:: Dataset rows ::
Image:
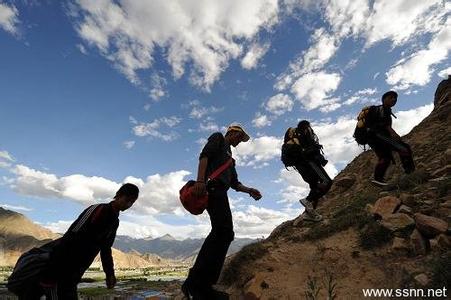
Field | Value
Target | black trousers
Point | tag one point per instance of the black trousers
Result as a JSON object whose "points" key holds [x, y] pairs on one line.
{"points": [[384, 146], [209, 261], [317, 179]]}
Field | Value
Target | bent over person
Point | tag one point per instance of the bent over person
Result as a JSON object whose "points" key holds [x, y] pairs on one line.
{"points": [[207, 267], [374, 128], [64, 261], [301, 150]]}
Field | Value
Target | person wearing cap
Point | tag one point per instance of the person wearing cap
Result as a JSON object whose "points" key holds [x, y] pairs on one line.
{"points": [[207, 267], [93, 232], [383, 139], [309, 163]]}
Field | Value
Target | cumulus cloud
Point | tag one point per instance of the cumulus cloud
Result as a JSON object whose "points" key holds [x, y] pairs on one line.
{"points": [[418, 68], [153, 129], [314, 90], [198, 111], [158, 87], [279, 104], [256, 152], [444, 73], [261, 120], [9, 18], [206, 34], [255, 53]]}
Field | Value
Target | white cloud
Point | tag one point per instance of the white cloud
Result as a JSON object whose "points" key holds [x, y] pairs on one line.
{"points": [[414, 17], [313, 90], [418, 68], [153, 129], [279, 104], [129, 144], [445, 73], [255, 53], [9, 18], [261, 120], [198, 111], [15, 207], [158, 84], [207, 34], [257, 151]]}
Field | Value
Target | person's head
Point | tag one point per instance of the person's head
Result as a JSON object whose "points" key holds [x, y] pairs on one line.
{"points": [[235, 134], [389, 98], [125, 196], [303, 127]]}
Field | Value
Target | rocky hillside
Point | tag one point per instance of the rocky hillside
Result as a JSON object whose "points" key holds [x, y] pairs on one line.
{"points": [[397, 237]]}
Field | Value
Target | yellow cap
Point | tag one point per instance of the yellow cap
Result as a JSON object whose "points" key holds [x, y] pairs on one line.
{"points": [[238, 127]]}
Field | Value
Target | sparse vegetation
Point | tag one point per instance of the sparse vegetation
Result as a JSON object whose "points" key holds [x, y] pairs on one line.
{"points": [[413, 180], [440, 267], [248, 253], [349, 215], [373, 235]]}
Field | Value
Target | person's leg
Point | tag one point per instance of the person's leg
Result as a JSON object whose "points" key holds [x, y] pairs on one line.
{"points": [[383, 153], [207, 267]]}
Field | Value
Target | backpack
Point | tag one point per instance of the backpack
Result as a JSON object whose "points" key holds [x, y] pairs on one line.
{"points": [[291, 151], [363, 123], [29, 267]]}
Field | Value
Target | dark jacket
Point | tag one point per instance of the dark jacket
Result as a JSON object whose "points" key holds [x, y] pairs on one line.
{"points": [[94, 231], [218, 151]]}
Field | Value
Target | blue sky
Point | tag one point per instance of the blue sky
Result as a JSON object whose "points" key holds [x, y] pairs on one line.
{"points": [[97, 93]]}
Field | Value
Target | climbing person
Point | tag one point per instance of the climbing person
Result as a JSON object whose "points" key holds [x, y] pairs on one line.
{"points": [[55, 269], [209, 262], [301, 150], [374, 127]]}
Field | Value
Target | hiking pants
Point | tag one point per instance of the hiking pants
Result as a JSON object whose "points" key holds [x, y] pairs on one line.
{"points": [[209, 261], [383, 146], [317, 179]]}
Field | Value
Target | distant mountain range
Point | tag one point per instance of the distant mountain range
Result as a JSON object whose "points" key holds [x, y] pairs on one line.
{"points": [[170, 248], [19, 234]]}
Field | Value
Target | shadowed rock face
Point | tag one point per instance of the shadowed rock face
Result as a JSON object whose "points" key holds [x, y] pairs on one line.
{"points": [[352, 242]]}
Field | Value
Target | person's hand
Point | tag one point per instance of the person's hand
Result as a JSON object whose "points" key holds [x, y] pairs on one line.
{"points": [[199, 188], [110, 281], [254, 193]]}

:: What you need to do ::
Return the material exactly as given, apart from the pictures.

:: Solution ::
Image:
Field | Value
Target | black trousers
Point | tag one point per instance of the black trousers
Result as a JSON object whose "points" key holds [x, y] pairs on one line.
{"points": [[384, 146], [209, 261], [317, 179]]}
Field | Value
Target | bent over person
Point | tag one point per instance of the bent over person
Result as a JSON object whose "points" key holds [x, y] pairs on one line.
{"points": [[207, 267], [374, 128], [64, 261], [301, 150]]}
Field | Value
Target | person wearing cap
Point | tag one point per instance of the person wearing cap
Result as a JSON object whose "points" key holds [x, y] pairs on one line.
{"points": [[207, 267], [93, 232], [383, 139], [309, 163]]}
Field | Value
Target | cumulus cloud
Point | tag one point per instance of the cumulus cloud
Result as a JSON object whose "points" key holds [x, y] pairs on one line.
{"points": [[418, 68], [153, 129], [314, 90], [198, 111], [158, 87], [279, 104], [256, 152], [444, 73], [261, 120], [9, 18], [206, 34], [255, 53]]}
Field | Value
Target | white cloud
Point | tag one point per instance of the white cloud
Result as a JSON object whose "points" key holds [x, y] pairs on one line.
{"points": [[414, 17], [313, 90], [418, 68], [153, 129], [279, 104], [129, 144], [445, 73], [255, 53], [9, 18], [261, 120], [198, 111], [15, 207], [158, 84], [207, 34], [257, 151]]}
Field | Value
Target | person's head
Point | tag one point per instance of the person's head
Result as a JSON object whose "points" key holds [x, y] pairs on one line.
{"points": [[235, 134], [389, 98], [125, 196], [303, 127]]}
Field | Value
Target | rocky hillside
Point | tag one point per instance of the rocky hillside
Result as a JSON object whose "points" key holds [x, y] pairs on one line.
{"points": [[397, 237]]}
Field | Value
Target | yellow cap
Point | tag one point per instance of the yellow cap
Result as a JSON object whose "points" key holds [x, y] pairs on one line.
{"points": [[238, 127]]}
Field | Value
Target | sparse vegetation
Point | tag one point per instance of the sparse vegetation
Result as a JSON object whose "points" key holds [x, y] pairs on one line.
{"points": [[413, 180], [440, 267], [248, 253], [349, 215], [373, 235]]}
Field | Value
Target | person's leg
Point | tag one point per instance of the person's leg
Result as a JSON object whose "points" key holds [x, y] pairs on one line.
{"points": [[383, 153], [207, 267]]}
Field | Value
Target | backpack
Point | tag one point per instance of the backpack
Result as a JSON object whose "points" key holds [x, y] pairs on one line.
{"points": [[291, 151], [363, 123], [29, 267]]}
Field | Value
Target | dark jacket
Point | tag one point per instance of the dark jacket
Result as a JSON object whose "points" key holds [x, y] pairs on one line.
{"points": [[94, 231], [218, 151]]}
Field | Value
Target | blue sky
Point | tag one point per instance of the blue sky
Result as a JSON object whose "points" key holds [x, y] pairs on one line.
{"points": [[97, 93]]}
Field | Value
Target | climbing person
Point | tag one point per instance of the climbing person
Result as a JSON object whose "points" key holds [x, y] pairs on one line.
{"points": [[55, 269], [209, 262], [301, 150], [374, 127]]}
Field | Value
Target | hiking pants
Point | tag one point per instance of the hiking pants
Result as a JSON object whose "points" key holds [x, y] pairs on one line.
{"points": [[209, 261], [383, 146], [317, 179]]}
Field | Value
Target | distant mountain range
Point | tag one point per instance of the distant mountain range
Result as a JSON object whose "points" key holds [x, y] pairs on one line.
{"points": [[170, 248], [19, 234]]}
Field | Value
Target | shadowed rock face
Point | tag one point per instance of the shadowed rock face
Result as a JSON object whose "points" key holds [x, y] pairs on one line.
{"points": [[352, 242]]}
Field | Value
Target | person's hand
Point | tag one point per instance of the person's hand
Result as a JSON object whose "points" key holds [x, y] pairs on one line.
{"points": [[199, 188], [110, 281], [254, 193]]}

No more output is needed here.